EXERCISE OBJECTIVE:
Restate the part of the sexting article that opens with the words "Here is one" and closes with "not without risk.", putting "closeness" in place of each "intimacy".

Here is one unexpected side effect of the coronavirus pandemic: Americans have become sexting pros. Research shows that sexting has skyrocketed since the start of the COVID-19 shutdown, and the NYC Health Department and Toronto Public Health actually have recommended sexting as a way to safely enjoy intimacy during this difficult time. But is there such as thing as safe sexting?
Many respected health sources are suggesting people try sexting right now, and Americans are listening. And sexting can offer a way for lonely Americans to partly satisfy their need for intimacy and connection, but it is not without risk.
While sexting is touted as a way to enjoy sexual intimacy without the risk of coronavirus exposure, there are other pressing concerns to consider.
New research from Indiana University shows that 91% of people with a sexting history say that they have received an unwanted sexual image. And receiving such images is not harmless: 70 percent of women who have received an unwanted sexual image say that they are left feeling violated and disgusted.
People still need to become well-versed in the concept of consent as it relates to sexting and X-rated video calls.

EXTRACTED DATA:
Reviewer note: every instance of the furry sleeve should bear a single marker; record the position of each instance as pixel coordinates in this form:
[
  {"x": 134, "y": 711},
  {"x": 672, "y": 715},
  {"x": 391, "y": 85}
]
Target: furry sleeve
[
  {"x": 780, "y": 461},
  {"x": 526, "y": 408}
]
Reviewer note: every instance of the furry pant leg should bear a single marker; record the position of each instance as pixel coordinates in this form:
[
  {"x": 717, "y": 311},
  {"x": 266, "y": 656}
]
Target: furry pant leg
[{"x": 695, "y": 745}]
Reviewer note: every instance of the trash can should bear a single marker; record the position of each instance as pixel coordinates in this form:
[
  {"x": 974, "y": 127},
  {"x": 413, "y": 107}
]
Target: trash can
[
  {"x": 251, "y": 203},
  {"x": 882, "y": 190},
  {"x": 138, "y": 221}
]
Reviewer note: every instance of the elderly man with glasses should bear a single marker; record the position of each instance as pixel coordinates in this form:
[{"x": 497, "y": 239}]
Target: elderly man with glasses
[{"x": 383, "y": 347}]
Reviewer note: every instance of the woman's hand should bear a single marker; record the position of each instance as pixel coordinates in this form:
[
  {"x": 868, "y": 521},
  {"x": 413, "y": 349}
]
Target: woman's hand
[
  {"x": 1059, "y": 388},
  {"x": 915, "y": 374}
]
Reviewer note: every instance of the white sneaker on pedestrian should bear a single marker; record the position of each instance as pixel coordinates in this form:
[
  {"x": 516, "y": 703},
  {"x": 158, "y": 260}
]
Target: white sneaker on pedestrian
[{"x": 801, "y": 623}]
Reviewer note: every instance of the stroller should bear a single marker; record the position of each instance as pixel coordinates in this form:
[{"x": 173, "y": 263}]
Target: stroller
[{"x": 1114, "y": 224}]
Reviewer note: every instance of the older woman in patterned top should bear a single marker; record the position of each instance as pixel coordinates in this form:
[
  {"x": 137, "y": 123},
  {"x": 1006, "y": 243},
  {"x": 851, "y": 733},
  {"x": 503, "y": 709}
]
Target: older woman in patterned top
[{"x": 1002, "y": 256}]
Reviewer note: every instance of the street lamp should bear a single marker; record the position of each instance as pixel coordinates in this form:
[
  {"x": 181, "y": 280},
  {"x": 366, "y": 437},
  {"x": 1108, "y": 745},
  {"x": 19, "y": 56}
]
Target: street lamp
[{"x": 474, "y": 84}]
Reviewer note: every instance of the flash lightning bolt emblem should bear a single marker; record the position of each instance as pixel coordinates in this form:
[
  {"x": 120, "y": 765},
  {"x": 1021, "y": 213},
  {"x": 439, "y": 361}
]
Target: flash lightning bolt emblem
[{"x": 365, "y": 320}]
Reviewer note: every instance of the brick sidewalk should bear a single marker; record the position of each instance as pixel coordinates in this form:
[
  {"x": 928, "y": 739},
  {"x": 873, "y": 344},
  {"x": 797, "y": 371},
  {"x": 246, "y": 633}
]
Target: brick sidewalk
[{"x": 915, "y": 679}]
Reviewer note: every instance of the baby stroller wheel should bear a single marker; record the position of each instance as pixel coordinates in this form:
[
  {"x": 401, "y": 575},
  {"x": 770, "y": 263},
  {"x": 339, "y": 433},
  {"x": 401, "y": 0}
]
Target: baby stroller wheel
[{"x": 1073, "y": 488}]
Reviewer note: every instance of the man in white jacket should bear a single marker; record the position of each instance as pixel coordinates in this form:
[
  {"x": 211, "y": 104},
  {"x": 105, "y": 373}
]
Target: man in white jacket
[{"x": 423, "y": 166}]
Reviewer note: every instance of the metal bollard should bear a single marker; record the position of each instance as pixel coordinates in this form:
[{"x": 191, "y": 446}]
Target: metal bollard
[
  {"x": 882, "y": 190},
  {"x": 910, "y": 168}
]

RESPONSE TO THIS EXERCISE:
Here is one unexpected side effect of the coronavirus pandemic: Americans have become sexting pros. Research shows that sexting has skyrocketed since the start of the COVID-19 shutdown, and the NYC Health Department and Toronto Public Health actually have recommended sexting as a way to safely enjoy closeness during this difficult time. But is there such as thing as safe sexting?
Many respected health sources are suggesting people try sexting right now, and Americans are listening. And sexting can offer a way for lonely Americans to partly satisfy their need for closeness and connection, but it is not without risk.